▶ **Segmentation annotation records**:

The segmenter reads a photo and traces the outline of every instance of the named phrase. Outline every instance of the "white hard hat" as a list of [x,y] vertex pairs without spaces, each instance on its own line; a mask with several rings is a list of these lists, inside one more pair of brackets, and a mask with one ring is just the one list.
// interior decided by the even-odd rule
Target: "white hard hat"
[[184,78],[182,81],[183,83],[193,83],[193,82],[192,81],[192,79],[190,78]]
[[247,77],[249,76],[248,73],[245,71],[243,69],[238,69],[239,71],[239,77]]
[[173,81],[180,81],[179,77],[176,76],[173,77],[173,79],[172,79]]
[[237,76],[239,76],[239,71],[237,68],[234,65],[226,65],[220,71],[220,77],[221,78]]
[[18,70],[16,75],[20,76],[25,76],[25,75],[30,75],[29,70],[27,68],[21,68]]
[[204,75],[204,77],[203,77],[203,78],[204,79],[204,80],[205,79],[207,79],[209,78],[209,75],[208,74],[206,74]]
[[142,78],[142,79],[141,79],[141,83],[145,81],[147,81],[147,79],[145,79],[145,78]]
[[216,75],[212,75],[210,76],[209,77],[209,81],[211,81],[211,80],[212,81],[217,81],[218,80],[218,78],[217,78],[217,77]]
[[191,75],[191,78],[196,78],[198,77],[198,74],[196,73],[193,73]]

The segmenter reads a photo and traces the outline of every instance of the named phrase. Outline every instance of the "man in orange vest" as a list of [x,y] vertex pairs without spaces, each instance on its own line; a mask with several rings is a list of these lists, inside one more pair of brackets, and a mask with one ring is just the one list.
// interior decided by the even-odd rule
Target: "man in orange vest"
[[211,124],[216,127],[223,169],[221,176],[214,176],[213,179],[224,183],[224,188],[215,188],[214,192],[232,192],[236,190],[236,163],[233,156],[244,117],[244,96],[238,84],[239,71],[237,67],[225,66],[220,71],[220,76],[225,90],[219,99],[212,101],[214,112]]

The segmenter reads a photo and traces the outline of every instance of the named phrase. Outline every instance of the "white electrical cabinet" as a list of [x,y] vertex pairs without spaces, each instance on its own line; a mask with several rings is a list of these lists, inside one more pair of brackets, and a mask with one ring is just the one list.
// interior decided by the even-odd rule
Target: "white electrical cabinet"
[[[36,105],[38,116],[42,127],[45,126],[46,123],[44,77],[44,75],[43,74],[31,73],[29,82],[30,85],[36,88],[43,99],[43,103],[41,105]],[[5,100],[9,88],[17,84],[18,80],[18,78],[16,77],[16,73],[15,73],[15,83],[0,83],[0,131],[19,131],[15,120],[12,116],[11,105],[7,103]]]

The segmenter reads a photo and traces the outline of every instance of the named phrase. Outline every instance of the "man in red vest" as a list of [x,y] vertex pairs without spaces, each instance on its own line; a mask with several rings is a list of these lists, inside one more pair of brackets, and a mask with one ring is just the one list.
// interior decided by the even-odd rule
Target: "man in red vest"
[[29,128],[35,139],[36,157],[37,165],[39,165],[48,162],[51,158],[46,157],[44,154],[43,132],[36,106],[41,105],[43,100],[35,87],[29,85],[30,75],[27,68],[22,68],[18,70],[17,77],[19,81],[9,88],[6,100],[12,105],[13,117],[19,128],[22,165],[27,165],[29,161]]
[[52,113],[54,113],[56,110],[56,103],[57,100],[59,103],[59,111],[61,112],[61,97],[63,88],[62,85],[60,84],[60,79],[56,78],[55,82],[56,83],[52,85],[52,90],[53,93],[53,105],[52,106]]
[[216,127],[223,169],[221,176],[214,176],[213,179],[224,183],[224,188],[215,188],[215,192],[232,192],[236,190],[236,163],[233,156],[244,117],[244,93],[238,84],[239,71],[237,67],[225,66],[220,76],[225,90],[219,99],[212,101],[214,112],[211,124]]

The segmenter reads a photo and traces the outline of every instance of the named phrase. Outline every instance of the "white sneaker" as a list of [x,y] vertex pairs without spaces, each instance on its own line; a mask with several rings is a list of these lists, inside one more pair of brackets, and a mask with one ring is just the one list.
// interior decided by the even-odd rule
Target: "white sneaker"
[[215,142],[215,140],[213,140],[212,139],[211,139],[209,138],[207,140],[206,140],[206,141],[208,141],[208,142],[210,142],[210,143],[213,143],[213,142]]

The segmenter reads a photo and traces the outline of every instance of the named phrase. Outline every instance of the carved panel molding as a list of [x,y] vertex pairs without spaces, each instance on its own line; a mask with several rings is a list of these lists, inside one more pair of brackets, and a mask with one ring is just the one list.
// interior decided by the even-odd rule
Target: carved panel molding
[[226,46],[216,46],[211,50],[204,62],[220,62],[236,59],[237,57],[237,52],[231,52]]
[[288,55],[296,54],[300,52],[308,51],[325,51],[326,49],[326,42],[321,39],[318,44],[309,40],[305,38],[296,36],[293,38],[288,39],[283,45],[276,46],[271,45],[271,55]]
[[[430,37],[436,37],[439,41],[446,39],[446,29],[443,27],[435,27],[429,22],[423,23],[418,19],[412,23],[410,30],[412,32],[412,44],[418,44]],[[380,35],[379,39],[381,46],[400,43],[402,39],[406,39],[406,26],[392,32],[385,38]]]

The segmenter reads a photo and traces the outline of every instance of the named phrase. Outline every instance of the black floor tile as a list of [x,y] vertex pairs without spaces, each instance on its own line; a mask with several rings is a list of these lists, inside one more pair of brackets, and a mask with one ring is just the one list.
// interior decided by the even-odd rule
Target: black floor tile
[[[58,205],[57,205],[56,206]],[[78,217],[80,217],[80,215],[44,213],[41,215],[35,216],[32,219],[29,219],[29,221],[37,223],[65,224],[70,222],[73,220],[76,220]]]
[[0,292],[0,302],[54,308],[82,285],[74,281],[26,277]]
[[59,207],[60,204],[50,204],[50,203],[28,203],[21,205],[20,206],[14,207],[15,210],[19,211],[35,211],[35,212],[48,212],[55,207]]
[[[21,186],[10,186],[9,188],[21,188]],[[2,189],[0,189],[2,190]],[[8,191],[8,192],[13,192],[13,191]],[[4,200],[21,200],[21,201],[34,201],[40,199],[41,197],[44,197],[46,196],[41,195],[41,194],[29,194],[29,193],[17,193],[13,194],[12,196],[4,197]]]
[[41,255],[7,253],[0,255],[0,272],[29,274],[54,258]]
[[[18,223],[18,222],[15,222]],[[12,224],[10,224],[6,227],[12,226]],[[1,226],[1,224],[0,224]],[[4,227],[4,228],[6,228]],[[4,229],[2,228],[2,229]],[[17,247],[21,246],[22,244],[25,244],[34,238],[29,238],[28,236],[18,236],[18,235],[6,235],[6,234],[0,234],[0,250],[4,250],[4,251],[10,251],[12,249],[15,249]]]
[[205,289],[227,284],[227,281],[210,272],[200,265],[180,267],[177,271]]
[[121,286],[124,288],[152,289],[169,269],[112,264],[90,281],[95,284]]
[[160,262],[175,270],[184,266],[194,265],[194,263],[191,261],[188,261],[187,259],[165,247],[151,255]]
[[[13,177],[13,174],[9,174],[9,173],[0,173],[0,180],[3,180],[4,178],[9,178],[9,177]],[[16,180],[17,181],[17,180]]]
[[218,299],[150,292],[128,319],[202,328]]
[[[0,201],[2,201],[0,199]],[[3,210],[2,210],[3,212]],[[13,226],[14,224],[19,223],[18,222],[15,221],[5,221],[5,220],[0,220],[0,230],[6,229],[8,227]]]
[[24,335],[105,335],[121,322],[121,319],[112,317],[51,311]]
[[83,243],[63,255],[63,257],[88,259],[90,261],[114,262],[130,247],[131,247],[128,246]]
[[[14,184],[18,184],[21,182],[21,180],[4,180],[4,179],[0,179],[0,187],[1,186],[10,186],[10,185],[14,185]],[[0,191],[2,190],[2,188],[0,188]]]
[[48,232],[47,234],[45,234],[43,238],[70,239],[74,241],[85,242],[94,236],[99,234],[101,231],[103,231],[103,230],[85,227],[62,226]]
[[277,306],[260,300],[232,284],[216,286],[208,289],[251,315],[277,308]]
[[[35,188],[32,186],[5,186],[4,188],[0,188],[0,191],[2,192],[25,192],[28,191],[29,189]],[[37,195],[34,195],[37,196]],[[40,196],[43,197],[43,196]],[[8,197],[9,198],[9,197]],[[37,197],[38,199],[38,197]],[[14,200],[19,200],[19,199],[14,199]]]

▶ **Required task**: Rewrite the stretch from the line containing "of the black" through the line containing "Target: black floor tile", putting "dark floor tile" wherever "black floor tile" appears and keeping everything else the same.

▶ **Answer to the task**:
The segmenter reads a photo and traces the outline of every instance of the named phrase. Outline every instance of the dark floor tile as a list of [x,y] vertex pairs without spaces, each instance on its own line; a mask with several rings is a list of these lists, inside one more pair of brackets, and a mask with one ring is just the one list.
// interior decided by the even-odd rule
Target: dark floor tile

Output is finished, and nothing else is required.